Named-object pointing records —
+===+
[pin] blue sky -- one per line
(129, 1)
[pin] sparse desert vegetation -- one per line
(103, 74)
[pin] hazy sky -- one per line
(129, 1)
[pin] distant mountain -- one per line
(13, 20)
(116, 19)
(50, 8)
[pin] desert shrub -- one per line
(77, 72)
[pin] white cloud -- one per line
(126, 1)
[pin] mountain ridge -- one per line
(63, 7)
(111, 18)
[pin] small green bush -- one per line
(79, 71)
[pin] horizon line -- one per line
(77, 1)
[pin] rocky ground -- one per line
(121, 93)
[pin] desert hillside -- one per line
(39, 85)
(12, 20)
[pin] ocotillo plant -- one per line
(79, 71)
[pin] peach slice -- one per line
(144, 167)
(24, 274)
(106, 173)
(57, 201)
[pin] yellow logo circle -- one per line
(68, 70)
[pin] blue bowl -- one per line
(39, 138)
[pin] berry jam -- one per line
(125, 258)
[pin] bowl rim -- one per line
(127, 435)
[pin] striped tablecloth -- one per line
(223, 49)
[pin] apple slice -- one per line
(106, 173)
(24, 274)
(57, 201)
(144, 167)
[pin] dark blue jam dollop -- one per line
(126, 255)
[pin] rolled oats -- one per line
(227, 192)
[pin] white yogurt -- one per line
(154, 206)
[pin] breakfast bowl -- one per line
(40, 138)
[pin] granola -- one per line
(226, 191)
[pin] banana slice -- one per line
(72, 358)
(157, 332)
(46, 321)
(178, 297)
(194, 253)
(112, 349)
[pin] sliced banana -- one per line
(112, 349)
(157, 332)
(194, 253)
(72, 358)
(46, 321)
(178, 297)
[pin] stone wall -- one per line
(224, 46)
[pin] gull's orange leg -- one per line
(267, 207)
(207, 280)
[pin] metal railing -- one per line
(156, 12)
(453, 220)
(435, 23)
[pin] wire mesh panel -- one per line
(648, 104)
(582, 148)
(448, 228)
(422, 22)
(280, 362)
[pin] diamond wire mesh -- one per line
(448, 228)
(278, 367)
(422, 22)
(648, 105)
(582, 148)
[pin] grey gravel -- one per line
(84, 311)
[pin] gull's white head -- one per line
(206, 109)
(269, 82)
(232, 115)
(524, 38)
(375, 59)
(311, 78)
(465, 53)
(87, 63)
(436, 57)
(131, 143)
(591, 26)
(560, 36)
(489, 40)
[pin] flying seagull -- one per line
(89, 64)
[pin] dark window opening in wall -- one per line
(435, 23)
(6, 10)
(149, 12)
+===+
Task requirements — Extract every line from the one containing "[pin] sliced banana -- one per line" to the end of the entries, including both of those lines, exactly as given and with nothing added.

Result for this exercise —
[pin] sliced banana -- one per line
(112, 349)
(157, 332)
(194, 253)
(72, 358)
(46, 321)
(178, 297)
[pin] stone wall -- one per line
(224, 46)
[pin] gull's orange leg -- one per line
(267, 207)
(207, 280)
[pin] metal railing -- one per line
(156, 12)
(453, 220)
(435, 23)
[pin] wire mesh panel -- one per line
(648, 104)
(582, 148)
(448, 228)
(422, 22)
(280, 362)
[pin] diamond wire mesh -- one per line
(448, 228)
(278, 367)
(422, 22)
(648, 105)
(582, 148)
[pin] grey gravel -- one per line
(84, 311)
[pin] gull's white head -- one per line
(206, 109)
(269, 82)
(232, 115)
(524, 38)
(375, 59)
(311, 78)
(465, 53)
(87, 63)
(436, 57)
(131, 143)
(591, 26)
(560, 36)
(489, 40)
[pin] flying seagull -- one per line
(89, 64)
[pin] dark window opening in wall -- one per line
(435, 23)
(6, 10)
(149, 12)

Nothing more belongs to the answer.